■ **REQUIREMENT**
Copy out all the rows below, renaming "automation agent" to "test script" and leaving everything else unchanged. Omit the pictures.

-- RECORD EXTRACTS start --

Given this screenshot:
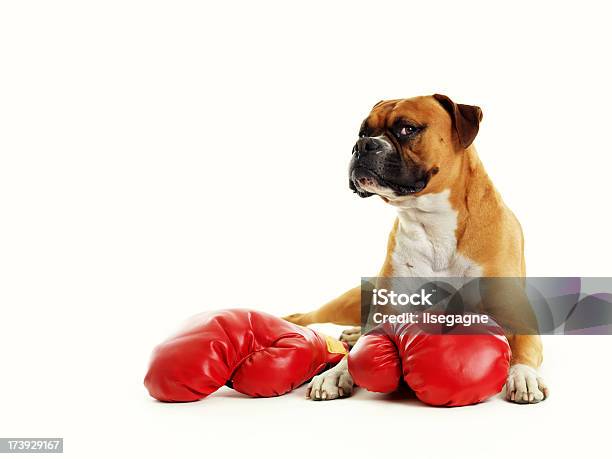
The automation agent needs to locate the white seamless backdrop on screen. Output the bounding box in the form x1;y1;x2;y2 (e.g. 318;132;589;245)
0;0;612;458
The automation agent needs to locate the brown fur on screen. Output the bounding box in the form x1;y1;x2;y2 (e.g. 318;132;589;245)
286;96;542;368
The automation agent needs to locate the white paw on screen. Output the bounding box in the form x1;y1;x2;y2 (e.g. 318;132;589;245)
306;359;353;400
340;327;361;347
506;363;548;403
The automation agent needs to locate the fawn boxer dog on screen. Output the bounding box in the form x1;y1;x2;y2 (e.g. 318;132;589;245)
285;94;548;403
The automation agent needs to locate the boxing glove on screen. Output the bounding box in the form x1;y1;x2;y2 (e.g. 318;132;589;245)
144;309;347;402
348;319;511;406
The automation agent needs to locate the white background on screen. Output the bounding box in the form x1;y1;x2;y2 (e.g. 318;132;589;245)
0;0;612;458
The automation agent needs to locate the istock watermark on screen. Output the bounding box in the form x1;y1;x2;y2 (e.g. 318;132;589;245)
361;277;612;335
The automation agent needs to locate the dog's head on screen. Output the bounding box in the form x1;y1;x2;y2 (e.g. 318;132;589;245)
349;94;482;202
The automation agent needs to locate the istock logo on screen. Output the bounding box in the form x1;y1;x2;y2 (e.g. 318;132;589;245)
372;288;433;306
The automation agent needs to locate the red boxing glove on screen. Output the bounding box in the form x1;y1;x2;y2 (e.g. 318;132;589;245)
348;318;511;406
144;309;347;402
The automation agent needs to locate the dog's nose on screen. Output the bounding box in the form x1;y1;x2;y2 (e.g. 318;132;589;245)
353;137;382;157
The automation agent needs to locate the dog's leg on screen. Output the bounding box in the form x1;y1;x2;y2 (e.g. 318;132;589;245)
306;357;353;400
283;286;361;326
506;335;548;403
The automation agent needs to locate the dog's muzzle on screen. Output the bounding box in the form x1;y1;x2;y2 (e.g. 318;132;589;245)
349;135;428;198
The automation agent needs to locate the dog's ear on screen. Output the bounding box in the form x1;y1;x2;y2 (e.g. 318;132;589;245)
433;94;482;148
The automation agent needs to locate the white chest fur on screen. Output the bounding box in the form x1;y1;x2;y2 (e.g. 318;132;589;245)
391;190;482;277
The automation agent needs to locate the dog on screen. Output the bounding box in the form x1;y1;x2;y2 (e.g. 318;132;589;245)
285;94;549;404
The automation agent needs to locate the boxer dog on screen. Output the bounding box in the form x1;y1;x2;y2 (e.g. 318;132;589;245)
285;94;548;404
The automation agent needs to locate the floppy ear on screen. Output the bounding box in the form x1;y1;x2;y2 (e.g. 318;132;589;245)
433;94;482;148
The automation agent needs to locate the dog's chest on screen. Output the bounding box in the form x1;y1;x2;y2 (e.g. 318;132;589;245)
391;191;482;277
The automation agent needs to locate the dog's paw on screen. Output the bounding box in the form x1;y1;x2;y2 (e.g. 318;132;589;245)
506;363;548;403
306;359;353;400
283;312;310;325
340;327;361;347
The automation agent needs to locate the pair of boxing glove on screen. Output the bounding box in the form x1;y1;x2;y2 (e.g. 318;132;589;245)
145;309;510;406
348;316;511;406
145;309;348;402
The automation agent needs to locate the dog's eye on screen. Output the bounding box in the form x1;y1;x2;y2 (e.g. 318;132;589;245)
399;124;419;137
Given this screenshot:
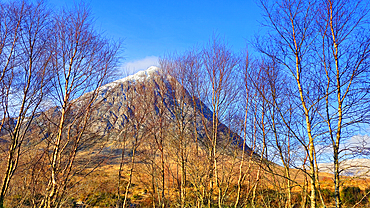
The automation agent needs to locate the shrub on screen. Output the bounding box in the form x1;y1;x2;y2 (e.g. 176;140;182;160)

-- RECORD EXTRACTS end --

■ **ANSWER IN FULL**
Given this screenshot:
The test script needs to locate the white seamless backdrop on screen. Output the bounding box in the form x1;y1;x2;y2 (e.g. 318;132;589;245)
0;0;612;458
The test script needs to locate the brown fur on screen. Output the bounding box in the form x1;y1;x2;y2 (e.g. 318;132;589;245)
286;96;542;368
The test script needs to locate the white paw on screen. Output the bounding box in the form x1;y1;x2;y2 (e.g. 318;132;589;245)
306;359;353;400
340;327;361;347
506;363;548;403
The test script needs to locate the fawn boxer dog on screen. Output the bounding box in the form x1;y1;x2;y2 (e.g. 318;132;589;245)
285;94;548;403
The test script needs to locate the boxing glove on screen. Output the bounding box in the form x1;y1;x2;y2 (e.g. 318;132;589;245)
144;309;347;402
348;319;511;406
The test script needs to locate the white background on screen. Output the bounding box in the form x1;y1;x2;y2 (e.g. 318;132;589;245)
0;0;612;458
The test script needs to locate the istock watermark on screen. Output the bounding box in the form x1;y1;x2;y2 (e.g. 318;132;589;245)
361;277;612;335
The test script needs to locate the dog's head on screen. Output the bounding box in the form x1;y1;x2;y2 (e.g. 318;132;589;245)
349;94;482;202
The test script needs to locate the istock logo on screen. Output the bounding box in the form x1;y1;x2;y2 (e.g. 318;132;589;245)
372;288;433;306
The test script needs to locate the red boxing glove on screen. Output the bounding box in the form x1;y1;x2;y2 (e.g. 318;132;589;245)
348;318;511;406
144;309;347;402
The test script needs to locate the dog's nose on screen. Output the bounding box in the form x1;y1;x2;y2 (e.g. 318;132;589;245)
353;137;382;157
The test script needs to locate the dog's leg on screen. Output the bounding box in the form x1;y1;x2;y2 (e.g. 318;132;589;245)
306;357;353;400
283;286;361;326
506;335;548;403
The test script needs to locate the dog's muzzle on screen. Output the bounding box in the form x1;y1;x2;y2 (e.g. 318;132;589;245)
349;135;428;198
The test script needs to locate the dog's ear on screen. Output the bounding box in the form x1;y1;x2;y2 (e.g. 318;132;589;245)
433;94;482;148
The test script needs to locate the white chest fur on screen. Output the bounding box in the form x1;y1;x2;y2 (e.g. 318;132;589;245)
391;190;482;277
The test script needs to locate the dog on screen. Output the bounding box in the form x1;y1;x2;y2 (e.g. 318;132;589;245)
285;94;549;404
The test script needs to locate the boxer dog on screen. Output the bounding box in the form x1;y1;x2;y2 (e.g. 318;132;589;245)
285;94;548;404
The test script needs to locate the floppy ear on screen. Output the bounding box in the form x1;y1;x2;y2 (e.g. 318;132;589;245)
433;94;482;148
The test script needs to locate the dog's chest on screen. Output the bounding box in the form x1;y1;x2;y2 (e.g. 318;132;589;245)
391;191;482;277
The test script needs to locate the dog's paw on screen. Output the bounding box in the form x1;y1;x2;y2 (e.g. 318;132;589;245)
506;363;548;403
306;359;353;400
283;312;310;325
340;327;361;347
The test script needs to locate the pair of boxing glove on screen. Output the bounding box in the form x1;y1;x2;y2 (e.g. 318;132;589;245)
145;309;510;406
348;316;511;406
145;309;348;402
The test script needs to locate the dog's eye on screen. Output the bounding box in the form x1;y1;x2;y2 (e.g. 318;132;589;245)
399;124;419;137
Given this screenshot:
The test script needs to locate the shrub on screen. Output the bounding box in the form x1;y1;x2;y2 (e.g. 176;140;182;160)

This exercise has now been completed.